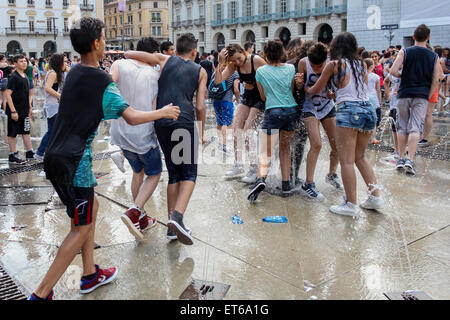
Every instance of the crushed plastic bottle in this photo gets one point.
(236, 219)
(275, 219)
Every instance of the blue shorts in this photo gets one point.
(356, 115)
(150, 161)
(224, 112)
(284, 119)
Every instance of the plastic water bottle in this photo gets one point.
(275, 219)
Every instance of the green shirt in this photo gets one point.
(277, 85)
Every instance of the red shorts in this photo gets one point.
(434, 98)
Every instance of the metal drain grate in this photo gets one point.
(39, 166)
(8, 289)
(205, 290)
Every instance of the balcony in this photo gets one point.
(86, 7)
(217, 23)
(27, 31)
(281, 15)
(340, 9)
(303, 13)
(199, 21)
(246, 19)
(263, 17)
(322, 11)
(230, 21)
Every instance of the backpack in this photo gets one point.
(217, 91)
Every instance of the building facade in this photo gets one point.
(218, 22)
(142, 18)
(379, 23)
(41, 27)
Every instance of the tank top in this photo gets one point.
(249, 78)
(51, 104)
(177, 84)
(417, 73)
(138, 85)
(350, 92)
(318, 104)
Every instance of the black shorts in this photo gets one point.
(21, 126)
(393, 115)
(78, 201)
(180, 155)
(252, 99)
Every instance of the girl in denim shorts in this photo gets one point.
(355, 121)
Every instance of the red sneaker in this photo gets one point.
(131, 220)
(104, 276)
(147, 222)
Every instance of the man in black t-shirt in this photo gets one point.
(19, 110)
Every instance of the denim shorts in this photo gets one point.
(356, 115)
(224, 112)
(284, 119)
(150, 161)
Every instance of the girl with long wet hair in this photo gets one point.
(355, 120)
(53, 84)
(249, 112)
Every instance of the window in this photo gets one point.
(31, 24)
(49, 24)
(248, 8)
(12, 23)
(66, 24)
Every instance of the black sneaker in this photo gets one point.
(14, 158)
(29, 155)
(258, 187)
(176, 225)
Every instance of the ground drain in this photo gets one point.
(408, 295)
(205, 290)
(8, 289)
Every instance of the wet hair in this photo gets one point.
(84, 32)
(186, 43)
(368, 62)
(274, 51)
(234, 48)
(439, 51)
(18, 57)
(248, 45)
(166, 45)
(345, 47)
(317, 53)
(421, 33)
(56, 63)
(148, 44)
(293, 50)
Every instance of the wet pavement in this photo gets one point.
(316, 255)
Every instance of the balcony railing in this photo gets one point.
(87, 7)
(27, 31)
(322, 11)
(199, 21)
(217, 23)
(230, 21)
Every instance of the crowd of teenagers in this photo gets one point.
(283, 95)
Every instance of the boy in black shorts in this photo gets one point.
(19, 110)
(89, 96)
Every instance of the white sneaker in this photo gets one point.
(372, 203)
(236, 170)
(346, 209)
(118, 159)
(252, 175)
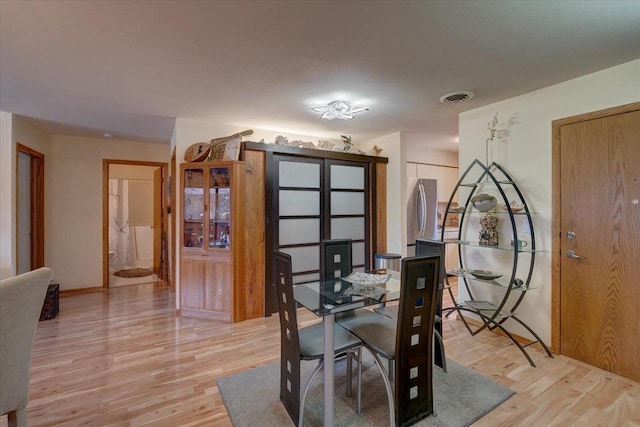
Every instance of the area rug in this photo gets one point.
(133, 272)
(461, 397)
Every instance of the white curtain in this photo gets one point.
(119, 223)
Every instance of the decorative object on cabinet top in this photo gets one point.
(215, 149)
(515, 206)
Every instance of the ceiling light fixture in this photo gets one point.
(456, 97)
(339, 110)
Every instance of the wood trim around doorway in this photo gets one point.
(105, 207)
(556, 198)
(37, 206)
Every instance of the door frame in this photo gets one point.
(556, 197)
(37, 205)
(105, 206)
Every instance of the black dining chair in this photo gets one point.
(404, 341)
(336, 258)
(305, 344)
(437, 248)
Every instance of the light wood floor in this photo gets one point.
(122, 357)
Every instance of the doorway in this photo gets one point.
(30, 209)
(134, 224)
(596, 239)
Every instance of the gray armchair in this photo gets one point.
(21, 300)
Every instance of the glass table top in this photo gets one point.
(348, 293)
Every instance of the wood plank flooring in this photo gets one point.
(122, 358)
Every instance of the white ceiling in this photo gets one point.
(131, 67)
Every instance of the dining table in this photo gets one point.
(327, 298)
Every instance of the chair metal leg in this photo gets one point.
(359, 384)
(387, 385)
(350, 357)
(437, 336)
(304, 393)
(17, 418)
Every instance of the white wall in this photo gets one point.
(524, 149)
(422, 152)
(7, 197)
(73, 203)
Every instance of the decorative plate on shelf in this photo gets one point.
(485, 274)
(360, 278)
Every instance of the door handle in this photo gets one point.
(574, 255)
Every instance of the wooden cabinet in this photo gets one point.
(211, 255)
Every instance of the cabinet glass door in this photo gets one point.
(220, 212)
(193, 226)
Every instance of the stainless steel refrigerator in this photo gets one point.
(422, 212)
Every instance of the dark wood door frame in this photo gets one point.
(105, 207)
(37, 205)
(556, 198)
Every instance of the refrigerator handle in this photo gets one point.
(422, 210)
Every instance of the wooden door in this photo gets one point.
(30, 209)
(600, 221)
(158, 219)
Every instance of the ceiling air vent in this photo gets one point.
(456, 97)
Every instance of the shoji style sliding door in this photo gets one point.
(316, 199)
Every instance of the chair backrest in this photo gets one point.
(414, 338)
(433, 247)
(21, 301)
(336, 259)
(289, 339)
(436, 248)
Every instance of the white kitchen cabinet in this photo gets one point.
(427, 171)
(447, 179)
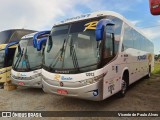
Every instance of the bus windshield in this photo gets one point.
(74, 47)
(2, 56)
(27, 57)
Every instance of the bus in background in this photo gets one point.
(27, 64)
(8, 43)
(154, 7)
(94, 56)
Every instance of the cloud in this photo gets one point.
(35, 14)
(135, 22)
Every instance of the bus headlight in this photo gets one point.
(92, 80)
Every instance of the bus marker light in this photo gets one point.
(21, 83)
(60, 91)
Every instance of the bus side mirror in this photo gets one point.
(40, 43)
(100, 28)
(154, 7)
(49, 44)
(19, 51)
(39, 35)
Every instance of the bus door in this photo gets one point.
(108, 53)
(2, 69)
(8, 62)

##############################

What you should do: Your copy of the data above should match it exactly, except that pictures are left out.

Task answer:
Every instance of the crushed plastic bottle in this photo gets one point.
(236, 219)
(275, 219)
Every instance of the blue shorts in this photo gets one point.
(356, 115)
(150, 161)
(224, 112)
(284, 119)
Every instance of the plastic water bottle in this photo gets one point.
(275, 219)
Every instance of the green shirt in this photo gets one point.
(277, 85)
Every instance of the red shorts in this photo gets one point.
(434, 98)
Every instance of the metal drain grate in this photo gets one point.
(39, 166)
(8, 289)
(205, 290)
Every instance of the balcony in this photo gets one point.
(86, 7)
(217, 23)
(27, 31)
(281, 15)
(340, 9)
(303, 13)
(199, 21)
(246, 19)
(263, 17)
(322, 11)
(230, 21)
Every instance of the backpack in this photo gets one point.
(217, 91)
Every instance of the building facade in this photo gets one point.
(218, 22)
(142, 18)
(379, 23)
(41, 27)
Every instance of the tank top in this photo gets one point.
(249, 78)
(51, 104)
(177, 84)
(417, 73)
(138, 85)
(350, 92)
(318, 104)
Every instance of the black shorts in this photo gets one point.
(21, 126)
(393, 115)
(78, 201)
(180, 155)
(252, 99)
Every instance of the girl in denim shorts in this photo gets one point.
(355, 121)
Every instance of the red sneaker in this photo gets one point.
(131, 220)
(104, 276)
(147, 222)
Every instance of the man in black t-shirt in this photo gets one point.
(19, 110)
Every instance of the denim shorts in this photo gets one point.
(356, 115)
(224, 112)
(284, 119)
(150, 161)
Every instance of the girl with long wet hair in this photo gets one point.
(355, 120)
(53, 84)
(249, 112)
Every instance of the window in this photo gets one point.
(31, 24)
(49, 24)
(248, 8)
(12, 23)
(66, 24)
Every instance of the black sneaker in this photo gets one point.
(14, 158)
(29, 155)
(258, 187)
(176, 225)
Every instance of the ground drain in this photo gets one point.
(408, 295)
(205, 290)
(8, 289)
Every instance of the wet hair in this photo gets one point.
(84, 32)
(186, 43)
(368, 62)
(274, 51)
(234, 48)
(439, 51)
(18, 57)
(248, 45)
(166, 45)
(345, 47)
(317, 53)
(421, 33)
(56, 63)
(148, 44)
(293, 50)
Every instance of the wet pavement in this photo gets one point.
(316, 255)
Every instance of the balcony railing in this photo gets one point.
(87, 7)
(27, 31)
(322, 11)
(199, 21)
(217, 23)
(230, 21)
Every instance of the crowd of teenagers in this photo gets one point.
(283, 95)
Every instance of the boy in black shorts in this photo gets one point.
(19, 110)
(89, 96)
Every instance of the white sneaker in this photo gets one point.
(372, 203)
(236, 170)
(346, 209)
(118, 159)
(252, 175)
Every instance of the area rug in this photo gets one point.
(133, 272)
(461, 397)
Every instance of the white curtain in this photo gets one point.
(119, 223)
Every instance of the decorative object on cabinet top in this photo gets one point.
(215, 149)
(515, 206)
Every instance of the ceiling light fixture in this photo gets one point.
(456, 97)
(339, 110)
Every instance of the wood trim around doorway in this photo gets one point.
(105, 207)
(556, 198)
(37, 206)
Every instance of the door frame in this photo gets one point.
(556, 197)
(37, 205)
(105, 206)
Every instance of the black dining chair in this photo gets one point.
(404, 341)
(336, 258)
(305, 344)
(437, 248)
Every instance of the light wood floor in this photo gets one point.
(122, 357)
Every instance of the doorway in this photo gets one point.
(30, 209)
(134, 224)
(596, 239)
Every instance of the gray armchair in this photo gets one point.
(21, 300)
Every instance of the glass table top in this photo gets one point.
(348, 293)
Every instance of the wood plank flooring in this photo gets one point.
(122, 358)
Every instance of the white ceiling in this photo gets one point.
(131, 67)
Every instance of the dining table in this photo gets one point.
(327, 298)
Every instance of the chair metal leg in this photo gets one point.
(359, 384)
(387, 385)
(350, 357)
(437, 336)
(304, 393)
(17, 418)
Every instance of the white wall in this photo gets one point.
(524, 149)
(422, 152)
(7, 197)
(73, 203)
Every instance of the decorative plate on shelf in this photo gets one point.
(485, 274)
(360, 278)
Every instance of the door handle in this photo gets one point.
(574, 255)
Every instance of the wooden cabinet in this photo gets one point.
(211, 255)
Every instance of the cabinet glass door in this photo gets one point.
(220, 212)
(193, 226)
Every instance of the stainless steel refrigerator in this photo gets one point.
(422, 212)
Every instance of the dark wood door frame in this photo gets one point.
(105, 207)
(37, 205)
(556, 198)
Every instance of the refrigerator handle in this photo gets one point.
(422, 210)
Every instance of the wooden door in this photo gets one point.
(30, 209)
(600, 221)
(158, 219)
Every instance of the ceiling air vent in this photo gets one point.
(456, 97)
Every instance of the shoji style sliding door in this photo gets one point.
(316, 199)
Every instance of the chair backrest in this photo gets one point.
(414, 338)
(433, 247)
(21, 301)
(336, 259)
(289, 339)
(436, 248)
Every instance of the white kitchen cabinet in this photo gets one point.
(427, 171)
(447, 179)
Every instance of the bus windshield in this photo gets one point.
(74, 47)
(2, 56)
(27, 57)
Every instance of the bus in background in this photo gets one point.
(27, 64)
(8, 43)
(154, 7)
(94, 56)
Every instance of the cloud in this photo gets one point.
(35, 14)
(135, 22)
Every instance of the bus headlight in this photo gets one point.
(92, 80)
Every instance of the bus marker light in this photo gets one point.
(21, 83)
(60, 91)
Every instance of the bus side mirror in this photo gets one point.
(40, 43)
(100, 28)
(154, 7)
(49, 44)
(19, 51)
(39, 35)
Every instance of the bus door in this photo gets one point.
(108, 53)
(2, 69)
(8, 62)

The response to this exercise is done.